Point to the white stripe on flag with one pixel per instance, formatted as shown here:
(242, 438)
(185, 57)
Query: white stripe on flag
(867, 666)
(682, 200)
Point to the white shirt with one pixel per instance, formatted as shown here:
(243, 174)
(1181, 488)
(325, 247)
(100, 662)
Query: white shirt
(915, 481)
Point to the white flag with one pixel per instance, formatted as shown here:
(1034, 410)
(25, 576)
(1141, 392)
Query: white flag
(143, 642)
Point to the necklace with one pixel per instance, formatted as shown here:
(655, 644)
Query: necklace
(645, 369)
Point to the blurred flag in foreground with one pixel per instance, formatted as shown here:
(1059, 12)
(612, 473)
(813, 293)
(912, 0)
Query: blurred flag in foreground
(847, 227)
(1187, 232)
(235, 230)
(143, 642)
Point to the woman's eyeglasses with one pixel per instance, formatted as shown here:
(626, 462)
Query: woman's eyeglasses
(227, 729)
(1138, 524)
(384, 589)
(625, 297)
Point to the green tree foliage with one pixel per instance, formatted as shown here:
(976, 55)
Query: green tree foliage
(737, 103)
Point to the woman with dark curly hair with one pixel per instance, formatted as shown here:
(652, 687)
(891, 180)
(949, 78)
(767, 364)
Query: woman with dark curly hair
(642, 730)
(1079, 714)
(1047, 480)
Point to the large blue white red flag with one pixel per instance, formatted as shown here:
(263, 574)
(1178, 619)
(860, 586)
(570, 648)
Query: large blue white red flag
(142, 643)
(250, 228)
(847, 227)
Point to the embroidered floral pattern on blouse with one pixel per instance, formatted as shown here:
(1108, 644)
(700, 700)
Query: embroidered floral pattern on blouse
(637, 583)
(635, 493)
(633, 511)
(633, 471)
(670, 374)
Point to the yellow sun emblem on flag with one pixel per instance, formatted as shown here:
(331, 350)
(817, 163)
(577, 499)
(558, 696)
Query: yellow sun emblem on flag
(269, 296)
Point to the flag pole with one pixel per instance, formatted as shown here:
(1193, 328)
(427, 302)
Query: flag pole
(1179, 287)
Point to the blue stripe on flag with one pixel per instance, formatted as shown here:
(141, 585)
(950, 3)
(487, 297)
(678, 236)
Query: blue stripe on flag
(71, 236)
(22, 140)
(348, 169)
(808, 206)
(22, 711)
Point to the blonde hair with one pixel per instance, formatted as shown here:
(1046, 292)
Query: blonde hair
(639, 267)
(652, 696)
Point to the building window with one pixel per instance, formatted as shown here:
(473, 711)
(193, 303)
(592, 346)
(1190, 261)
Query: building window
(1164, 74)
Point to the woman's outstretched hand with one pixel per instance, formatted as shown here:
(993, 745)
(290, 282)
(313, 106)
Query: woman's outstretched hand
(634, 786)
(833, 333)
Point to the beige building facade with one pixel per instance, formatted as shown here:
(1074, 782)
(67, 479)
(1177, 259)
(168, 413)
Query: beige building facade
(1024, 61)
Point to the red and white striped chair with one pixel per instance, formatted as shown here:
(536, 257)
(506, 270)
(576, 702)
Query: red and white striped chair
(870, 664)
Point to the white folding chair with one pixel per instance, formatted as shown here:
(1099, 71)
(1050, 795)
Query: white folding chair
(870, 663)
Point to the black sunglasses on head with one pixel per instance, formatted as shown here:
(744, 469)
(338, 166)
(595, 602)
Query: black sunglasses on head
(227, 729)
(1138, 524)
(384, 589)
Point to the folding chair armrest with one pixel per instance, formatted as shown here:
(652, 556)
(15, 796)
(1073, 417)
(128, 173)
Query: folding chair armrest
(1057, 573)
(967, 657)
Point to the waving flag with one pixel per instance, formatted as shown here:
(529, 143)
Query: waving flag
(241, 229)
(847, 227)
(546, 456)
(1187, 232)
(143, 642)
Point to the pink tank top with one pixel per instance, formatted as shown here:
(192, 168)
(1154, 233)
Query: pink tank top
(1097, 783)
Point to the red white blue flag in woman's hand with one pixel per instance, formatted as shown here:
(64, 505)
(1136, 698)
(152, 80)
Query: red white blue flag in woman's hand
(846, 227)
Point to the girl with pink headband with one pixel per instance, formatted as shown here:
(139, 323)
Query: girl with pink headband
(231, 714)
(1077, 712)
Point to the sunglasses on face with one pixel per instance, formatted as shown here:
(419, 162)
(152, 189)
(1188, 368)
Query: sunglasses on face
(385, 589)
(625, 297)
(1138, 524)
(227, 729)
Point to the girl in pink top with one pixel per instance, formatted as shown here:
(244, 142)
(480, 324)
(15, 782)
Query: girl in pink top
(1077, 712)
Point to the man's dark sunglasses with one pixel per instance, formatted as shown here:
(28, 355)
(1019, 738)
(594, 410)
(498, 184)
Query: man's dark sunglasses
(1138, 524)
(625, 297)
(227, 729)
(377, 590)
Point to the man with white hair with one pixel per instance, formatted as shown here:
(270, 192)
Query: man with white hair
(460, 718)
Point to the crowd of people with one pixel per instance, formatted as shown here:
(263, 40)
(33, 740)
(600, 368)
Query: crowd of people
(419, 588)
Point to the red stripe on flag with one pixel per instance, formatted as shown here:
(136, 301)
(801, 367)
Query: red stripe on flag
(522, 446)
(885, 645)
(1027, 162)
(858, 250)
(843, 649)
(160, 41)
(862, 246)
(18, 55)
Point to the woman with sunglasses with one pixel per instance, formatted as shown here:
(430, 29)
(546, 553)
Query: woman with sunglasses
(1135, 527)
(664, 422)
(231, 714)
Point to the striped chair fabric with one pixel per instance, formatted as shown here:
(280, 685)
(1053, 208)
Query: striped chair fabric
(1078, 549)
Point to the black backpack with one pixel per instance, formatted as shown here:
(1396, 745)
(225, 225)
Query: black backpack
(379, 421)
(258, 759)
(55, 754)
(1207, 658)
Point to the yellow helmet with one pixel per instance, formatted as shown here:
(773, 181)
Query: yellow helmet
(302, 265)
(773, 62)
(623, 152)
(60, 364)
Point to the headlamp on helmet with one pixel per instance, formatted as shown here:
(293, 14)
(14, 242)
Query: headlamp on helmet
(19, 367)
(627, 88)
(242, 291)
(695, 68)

- EXERCISE OBJECTIVE -
Go through the records above and write each one out again exactly.

- YOUR SOLUTION -
Point to the white stripe on flag with one pixel per instance, formatted as shown here:
(242, 438)
(185, 57)
Query: white stripe on flag
(867, 666)
(682, 200)
Point to the white shirt with one pixel per instance, formatted as shown here:
(243, 174)
(1181, 488)
(325, 247)
(100, 662)
Query: white shirt
(915, 481)
Point to the white flag with one pixel per instance, formatted as shown here:
(1034, 410)
(25, 576)
(1141, 392)
Query: white flag
(143, 642)
Point to the necklace with one pixel per instance, formatted as shown here:
(655, 644)
Query: necklace
(645, 369)
Point to the blurred flag in foreground with one pixel per instance, formatted as shown here:
(1059, 12)
(612, 473)
(813, 293)
(912, 0)
Query: blurred flag in foreground
(847, 227)
(1187, 232)
(235, 230)
(143, 642)
Point to the woman's eyeglasses with one pixel per instance, formatted as shown here:
(626, 462)
Query: woman's eyeglasses
(227, 729)
(1138, 524)
(384, 589)
(625, 297)
Point to the green tree foliage with one pixel per instance, formatted as shown here:
(976, 55)
Query: green tree foliage
(737, 103)
Point to the woman with dark curly hair with one pixel per instance, formatted as shown here:
(652, 687)
(891, 180)
(949, 78)
(767, 364)
Query: woman with dark curly hair
(642, 730)
(1079, 714)
(1047, 480)
Point to the large blue white red flag with one pixel per instance, formatted as shown here:
(263, 574)
(1178, 619)
(860, 586)
(570, 648)
Query: large blue white red flag
(142, 643)
(250, 228)
(847, 227)
Point to the embroidered floral pattern on blouse with one pixel per instance, formatted as shown here:
(1108, 644)
(700, 700)
Query: embroidered floral pattern on blouse
(637, 583)
(635, 493)
(633, 511)
(633, 471)
(670, 374)
Point to the yellow sun emblem on flag with one pixel per instance, formatted as shown here:
(331, 350)
(817, 163)
(577, 499)
(558, 696)
Query: yellow sun emblem on flag
(269, 296)
Point to the flag pole with one pixel per instance, formatted as shown here:
(1193, 328)
(427, 302)
Query: flag pole
(1179, 287)
Point to the blue stripe on flag with one pixel per instance, formatted as shown here:
(141, 585)
(950, 3)
(487, 297)
(678, 236)
Query: blue stripe on flag
(71, 236)
(22, 140)
(348, 169)
(808, 206)
(22, 711)
Point to the blonde hair with one pixel per instance, formatted as shown here:
(1046, 292)
Query: blonde hair
(639, 267)
(652, 696)
Point to the building window with one pixel per instance, formatted as shown here:
(473, 711)
(193, 303)
(592, 346)
(1190, 261)
Query: building window
(1164, 74)
Point to the woman's outstretched hand with one pixel per instance, formatted as shown here:
(993, 745)
(290, 282)
(313, 106)
Query: woman's outstretched hand
(634, 786)
(833, 333)
Point to the beige building facade with one pixel per instance, formatted as shown here:
(1074, 782)
(67, 479)
(1177, 259)
(168, 413)
Query: beige building facade
(1024, 61)
Point to the red and white striped chair with one pixel per instance, formatted as shown here:
(536, 257)
(506, 270)
(576, 702)
Query: red and white striped chair
(870, 664)
Point to the white folding chair with one pixel per instance, formatted as shown here:
(1099, 71)
(1050, 795)
Query: white folding chair
(870, 663)
Point to the black sunglasses on head with one pixel per instance, formatted as shown here:
(744, 469)
(338, 166)
(595, 602)
Query: black sunglasses on head
(227, 729)
(1138, 524)
(384, 589)
Point to the folding chair armrest with one pixel per instance, formatted as shown here:
(652, 556)
(15, 796)
(1073, 417)
(128, 173)
Query: folding chair armrest
(1057, 573)
(967, 657)
Point to the waving flag with one pixel per instance, formatted as shown here:
(529, 143)
Query: waving flag
(241, 229)
(847, 227)
(546, 456)
(1187, 232)
(143, 642)
Point to the pink tank top with one pixel per instance, formatted as shown here:
(192, 168)
(1154, 233)
Query: pink tank top
(1097, 783)
Point to the red white blue flag in woman's hand with one pixel per instance, formatted as shown here:
(64, 505)
(1136, 698)
(152, 80)
Query: red white blue flag in woman's hand
(846, 227)
Point to the girl with pink headband with one pixel per instance, formatted as shown here:
(139, 323)
Query: girl with pink headband
(231, 714)
(1077, 712)
Point to the sunglasses on face with one pixel per instance, formatted as shown here:
(419, 162)
(152, 189)
(1188, 368)
Query: sunglasses on face
(385, 589)
(625, 297)
(1138, 524)
(227, 729)
Point to the girl in pink top with one pixel per instance, formatted as shown here:
(244, 142)
(480, 324)
(15, 782)
Query: girl in pink top
(1077, 712)
Point to the man's dark sunglasses with one pixel per instance, formatted as shown here:
(28, 355)
(1019, 738)
(594, 410)
(498, 184)
Query: man's dark sunglasses
(1138, 524)
(625, 297)
(227, 729)
(377, 590)
Point to the man with white hair with one pixel per instance, formatted as shown here:
(270, 192)
Query: man with white hair
(460, 718)
Point to the crowd of people with one pixel per instance, formatted as shown here:
(263, 40)
(33, 740)
(600, 368)
Query: crowd of people
(419, 588)
Point to the red stripe on flag with one pixel per instance, formatted as shown here:
(136, 301)
(801, 367)
Query: red stripe on flag
(522, 446)
(885, 645)
(1027, 162)
(858, 250)
(843, 649)
(160, 41)
(862, 246)
(18, 55)
Point to the woman with sunglasses with one pixel per instance, formatted as shown here:
(430, 29)
(546, 553)
Query: woman with sunglasses
(1135, 527)
(664, 422)
(231, 714)
Point to the striped chair fabric with one pixel per instance, formatted as shown here:
(280, 685)
(1053, 208)
Query: striped chair fabric
(1078, 549)
Point to the black backpack with one pixel per instance, formatted as shown here:
(1396, 745)
(225, 225)
Query: black backpack
(379, 421)
(258, 759)
(55, 754)
(1207, 658)
Point to the yellow helmet with one pixel per instance, formatted as shown here:
(773, 181)
Query: yellow helmet
(302, 265)
(773, 62)
(623, 152)
(60, 364)
Point to the headlamp on helmet with one pixel per instance, formatted as shown here:
(293, 14)
(14, 242)
Query: headlamp on helmet
(19, 367)
(627, 88)
(242, 291)
(695, 68)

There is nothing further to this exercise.